* BEGIN *
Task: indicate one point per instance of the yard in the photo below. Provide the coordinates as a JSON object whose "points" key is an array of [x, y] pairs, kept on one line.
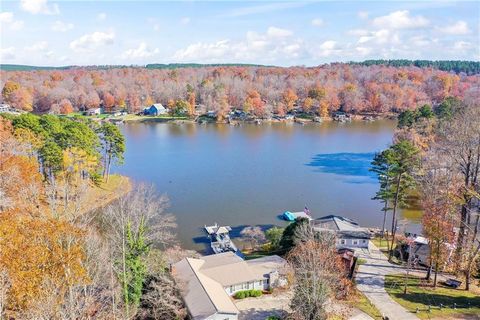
{"points": [[444, 302]]}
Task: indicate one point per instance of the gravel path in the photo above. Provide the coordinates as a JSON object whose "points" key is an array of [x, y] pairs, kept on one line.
{"points": [[370, 281]]}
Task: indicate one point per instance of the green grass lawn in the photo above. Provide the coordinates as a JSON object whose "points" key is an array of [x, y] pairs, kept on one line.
{"points": [[360, 301], [420, 295]]}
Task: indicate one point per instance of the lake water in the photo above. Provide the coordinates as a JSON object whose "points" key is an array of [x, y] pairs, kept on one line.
{"points": [[249, 174]]}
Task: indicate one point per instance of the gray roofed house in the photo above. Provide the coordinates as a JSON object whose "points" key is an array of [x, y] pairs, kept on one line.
{"points": [[349, 233], [155, 109], [207, 283]]}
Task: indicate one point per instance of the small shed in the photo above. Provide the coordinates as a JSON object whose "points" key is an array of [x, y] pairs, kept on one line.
{"points": [[155, 110]]}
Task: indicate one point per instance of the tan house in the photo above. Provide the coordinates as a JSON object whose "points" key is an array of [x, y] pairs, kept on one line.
{"points": [[207, 283]]}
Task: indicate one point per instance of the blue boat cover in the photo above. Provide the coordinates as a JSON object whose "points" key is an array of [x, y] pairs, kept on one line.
{"points": [[287, 215]]}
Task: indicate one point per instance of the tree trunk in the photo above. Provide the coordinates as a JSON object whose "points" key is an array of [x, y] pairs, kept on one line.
{"points": [[394, 216], [384, 218], [125, 284]]}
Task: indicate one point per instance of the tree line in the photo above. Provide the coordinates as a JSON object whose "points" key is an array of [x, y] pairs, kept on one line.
{"points": [[260, 91], [457, 66], [62, 257]]}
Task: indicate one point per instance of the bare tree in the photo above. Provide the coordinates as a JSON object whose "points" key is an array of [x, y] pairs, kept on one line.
{"points": [[317, 276], [143, 209], [254, 235]]}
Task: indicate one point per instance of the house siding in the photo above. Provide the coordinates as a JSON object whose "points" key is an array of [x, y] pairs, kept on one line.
{"points": [[222, 316], [262, 284], [353, 243]]}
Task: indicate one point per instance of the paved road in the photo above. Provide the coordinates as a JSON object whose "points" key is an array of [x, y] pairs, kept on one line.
{"points": [[370, 281]]}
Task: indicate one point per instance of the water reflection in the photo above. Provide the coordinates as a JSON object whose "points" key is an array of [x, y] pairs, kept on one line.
{"points": [[354, 165]]}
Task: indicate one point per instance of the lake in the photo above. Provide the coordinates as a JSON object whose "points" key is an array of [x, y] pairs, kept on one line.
* END *
[Written instruction] Please convert all the lines above into a Markdown table with two columns, "No." for the row number and "Line" for the line itself, skipping any blank lines. Leave the pictures out of the table.

[Exercise solution]
| No. | Line |
|---|---|
| 1 | Task: indicate one point per instance of the yard in the photo below. Provide the coordinates as a JSON object whose "points" key is an array of [x, y] pairs, kept on one line. |
| 2 | {"points": [[444, 302]]} |
| 3 | Task: indicate one point per instance of the gravel path in the photo above. Provide the coordinates as a JSON object whose "points" key is an array of [x, y] pairs, kept on one line. |
| 4 | {"points": [[370, 281]]} |
| 5 | Task: indicate one point per instance of the green grass lawn in the photo above. Provide the coordinates as a JSON object whose "points" key is an array of [x, y] pairs, kept on one line. |
| 6 | {"points": [[360, 301], [420, 295]]} |
| 7 | Task: indicate one point per instance of the lake water in the photo above. Provide the coordinates as a JSON object whose "points" key is an array of [x, y] pairs, kept on one line. |
| 8 | {"points": [[249, 174]]} |
| 9 | Task: indicate one point per instance of the gray roofed house in the photo above. Provide the coordinates as a JSON object whose "points" key is an array of [x, y] pairs, kept on one line. |
| 10 | {"points": [[349, 233], [155, 109], [207, 283]]} |
| 11 | Task: indicate one point per instance of the small shed in the photo above. Provide the coordinates as a JSON object whose "points" key is an array of [x, y] pairs, kept on one line. |
| 12 | {"points": [[155, 110]]} |
| 13 | Task: indicate one point per instance of the tan house in the photo above. Provide the coordinates as a JSON object whose "points" key is an array of [x, y] pairs, kept on one line. |
| 14 | {"points": [[207, 283]]} |
| 15 | Task: indicate one point per instance of the blue boat cover in the photo above. Provide the coordinates as a JSON object whose "points" key is an array of [x, y] pairs, kept on one line. |
| 16 | {"points": [[287, 215]]} |
| 17 | Task: indicate one point per instance of the tree trunk in the photo above. Provide the coordinates as a JSON object whose "points" key is an array of [x, y] pairs, kept on one line. |
| 18 | {"points": [[394, 216], [384, 218], [125, 284]]} |
| 19 | Task: indicate one point per instance of the tree line in the photo above. Provide the coordinates as a JSON object whose "points" key is an array of [x, y] pairs, kept on one line. |
| 20 | {"points": [[260, 91], [457, 66], [62, 257]]} |
| 21 | Task: indicate one point per instance of the bare tree in the photo above. Provide the coordinates as a JSON object whose "points" key is an array of [x, y] pairs, kept on one line. |
| 22 | {"points": [[317, 276], [143, 209], [254, 235]]} |
| 23 | Task: indicate one point per instance of the house siding in the photo above. Provide the coordinates as a JSON object whose "points" key is an array of [x, y] pairs, kept on one line. |
| 24 | {"points": [[222, 316], [262, 284], [353, 243]]} |
| 25 | Task: indicate one point per instance of the paved road in the photo above. Provide the coordinates as a JSON object whose "points" key is an array of [x, y] pairs, kept on one line. |
| 26 | {"points": [[370, 281]]} |
| 27 | Task: indicate one point per instance of the water reflection in the photo above. Provide the coordinates as a JSON object whose "points" key is an array of [x, y] pairs, kept on one line. |
| 28 | {"points": [[354, 165]]} |
| 29 | Task: indicate one point per instance of the lake in the photo above. Provide the coordinates as a JSON object whose "points" key is an array of [x, y] pairs, kept on one line. |